EXCERPTED PASSAGE:
####

A drug to slow Alzheimer's cruel march
Myriad Genetics has a potential blockbuster drug in the works that could be the first to slow the disease's progress.
NEW YORK (CNNMoney.com) -- No drug on the market can block Alzheimer's, but biotech Myriad Genetics has one in the works that may slow it down.
There are already drugs that treat the symptoms of Alzheimer's, like Aricept from Pfizer, Exelon from Novartis and Namenda from Forest Labs. These slow the memory deterioration that's caused by the disease.
The Salt Lake City-based biotech, which draws much of its genetic data from the Mormons, is conducting a late-stage, 1,600-patient study on the experimental drug Flurizan, considered by analysts to be among the biggest drug studies ever. The study is focusing on Flurizan's ability to slow the progress of Alzheimer's. Results are expected in the first half of 2008.

####

Dataset excerpts:
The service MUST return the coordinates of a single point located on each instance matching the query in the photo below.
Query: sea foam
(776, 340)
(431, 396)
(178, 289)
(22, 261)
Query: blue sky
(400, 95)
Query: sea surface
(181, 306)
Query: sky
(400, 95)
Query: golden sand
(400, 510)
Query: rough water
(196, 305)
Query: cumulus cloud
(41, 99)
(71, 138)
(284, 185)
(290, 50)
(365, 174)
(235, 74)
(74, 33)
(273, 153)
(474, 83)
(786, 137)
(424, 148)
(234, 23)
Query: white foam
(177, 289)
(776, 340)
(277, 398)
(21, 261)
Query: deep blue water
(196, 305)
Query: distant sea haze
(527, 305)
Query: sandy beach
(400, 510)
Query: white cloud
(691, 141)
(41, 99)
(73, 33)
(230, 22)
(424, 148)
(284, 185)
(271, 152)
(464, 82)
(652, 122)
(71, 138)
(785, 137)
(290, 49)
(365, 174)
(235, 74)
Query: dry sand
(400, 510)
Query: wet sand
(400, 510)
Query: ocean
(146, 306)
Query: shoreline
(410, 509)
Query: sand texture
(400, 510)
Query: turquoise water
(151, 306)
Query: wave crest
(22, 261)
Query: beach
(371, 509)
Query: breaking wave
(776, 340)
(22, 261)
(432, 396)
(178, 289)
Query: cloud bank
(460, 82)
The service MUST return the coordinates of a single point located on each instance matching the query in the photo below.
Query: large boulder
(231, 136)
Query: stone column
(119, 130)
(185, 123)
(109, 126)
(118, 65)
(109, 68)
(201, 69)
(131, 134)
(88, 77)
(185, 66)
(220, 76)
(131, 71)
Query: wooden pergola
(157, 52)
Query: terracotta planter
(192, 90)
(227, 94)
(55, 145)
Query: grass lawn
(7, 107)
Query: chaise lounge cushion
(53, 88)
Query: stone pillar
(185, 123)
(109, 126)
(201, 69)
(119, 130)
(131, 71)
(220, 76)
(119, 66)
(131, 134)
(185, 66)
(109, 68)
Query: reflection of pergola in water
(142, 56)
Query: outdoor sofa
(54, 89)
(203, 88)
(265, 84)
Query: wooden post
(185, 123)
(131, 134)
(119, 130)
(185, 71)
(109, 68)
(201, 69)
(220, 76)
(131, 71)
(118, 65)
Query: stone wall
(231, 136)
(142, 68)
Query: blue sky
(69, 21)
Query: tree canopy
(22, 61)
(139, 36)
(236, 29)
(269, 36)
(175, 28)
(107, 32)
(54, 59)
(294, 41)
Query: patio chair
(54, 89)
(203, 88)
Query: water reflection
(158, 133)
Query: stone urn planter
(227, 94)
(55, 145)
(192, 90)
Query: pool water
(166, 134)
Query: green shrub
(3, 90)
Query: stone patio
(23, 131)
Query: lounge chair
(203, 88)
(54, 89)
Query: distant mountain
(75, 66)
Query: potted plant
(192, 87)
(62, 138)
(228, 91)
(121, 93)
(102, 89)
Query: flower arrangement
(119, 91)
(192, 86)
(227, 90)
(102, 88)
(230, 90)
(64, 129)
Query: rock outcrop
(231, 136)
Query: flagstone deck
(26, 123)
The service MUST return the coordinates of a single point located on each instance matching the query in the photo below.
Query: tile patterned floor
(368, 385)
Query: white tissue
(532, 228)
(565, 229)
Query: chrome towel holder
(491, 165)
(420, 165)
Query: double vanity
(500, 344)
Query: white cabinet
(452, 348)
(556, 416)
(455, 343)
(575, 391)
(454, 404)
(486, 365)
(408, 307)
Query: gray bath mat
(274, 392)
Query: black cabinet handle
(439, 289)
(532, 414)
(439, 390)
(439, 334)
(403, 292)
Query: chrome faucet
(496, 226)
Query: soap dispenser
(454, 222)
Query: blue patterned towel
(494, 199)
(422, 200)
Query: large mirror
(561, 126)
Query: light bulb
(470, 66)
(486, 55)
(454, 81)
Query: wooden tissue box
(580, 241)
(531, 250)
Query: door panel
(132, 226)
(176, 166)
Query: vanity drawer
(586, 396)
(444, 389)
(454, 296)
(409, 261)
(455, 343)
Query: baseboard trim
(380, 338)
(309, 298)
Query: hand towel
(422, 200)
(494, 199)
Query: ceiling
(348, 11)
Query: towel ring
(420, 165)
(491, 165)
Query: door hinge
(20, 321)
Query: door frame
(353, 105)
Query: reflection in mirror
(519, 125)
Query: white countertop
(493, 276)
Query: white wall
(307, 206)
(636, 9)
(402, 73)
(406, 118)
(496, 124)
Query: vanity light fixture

####

BRIEF A: In the article on Myriad Genetics' Alzheimer's drug, how many patients are enrolled in the late-stage study of Flurizan?
BRIEF B: From the article on Myriad Genetics' Alzheimer's drug, return the passage starting with "NEW YORK (CNNMoney.com)" and going on through "half of 2008.".
BRIEF C: Take the article on Myriad Genetics' Alzheimer's drug further, picking up after its final sentence.

EXPECTED OUTPUT A: 1,600 patients.

EXPECTED OUTPUT B:
NEW YORK (CNNMoney.com) -- No drug on the market can block Alzheimer's, but biotech Myriad Genetics has one in the works that may slow it down.
There are already drugs that treat the symptoms of Alzheimer's, like Aricept from Pfizer, Exelon from Novartis and Namenda from Forest Labs. These slow the memory deterioration that's caused by the disease.
The Salt Lake City-based biotech, which draws much of its genetic data from the Mormons, is conducting a late-stage, 1,600-patient study on the experimental drug Flurizan, considered by analysts to be among the biggest drug studies ever. The study is focusing on Flurizan's ability to slow the progress of Alzheimer's. Results are expected in the first half of 2008.

EXPECTED OUTPUT C:
The need for better Alzheimer's treatment is escalating. The disease, which deteriorates the minds of more than 4 million Americans, is expected to hit epidemic levels by 2015, as the population of aging baby boomers balloons.
Schering-Plough (Charts, Fortune 500), AstraZeneca, Elan, Wyeth (Charts, Fortune 500) and the privately-held Accera are all researching experimental Alzheimer's drugs, but Flurizan is considered the most advanced treatment in the industy's pipeline.
Myriad has a lot at stake with Flurizan, and investors are piling in as well, driving up the biotech's stock 20 percent so far this year. Flurizan appears to be the stock's big driver, analysts say.
William Ho, analyst for Bank of America, estimates that Flurizan approval could drive Myriad's stock up to $70 a share, from yesterday's close of $41.42.
"If they are successful in getting a disease modification label from the FDA, this is undoubtedly a multi-billion dollar drug," said Ram Selvaraju of Rodman & Renshaw, who believes that annual sales could peak at $4 billion.
Selvaraju said that Myriad could file a Flurizan application with the FDA as early as 2008. With a thumbs-up from the agency, the drug could be on the market in 2009, he said.
But the drug's failure would be a major blow to Myriad. The company also makes genetic diagnostic tests for various types of cancer and has other drugs in its pipeline, but Flurizan represents up to 80 percent of the company's valuation, said Selvaraju.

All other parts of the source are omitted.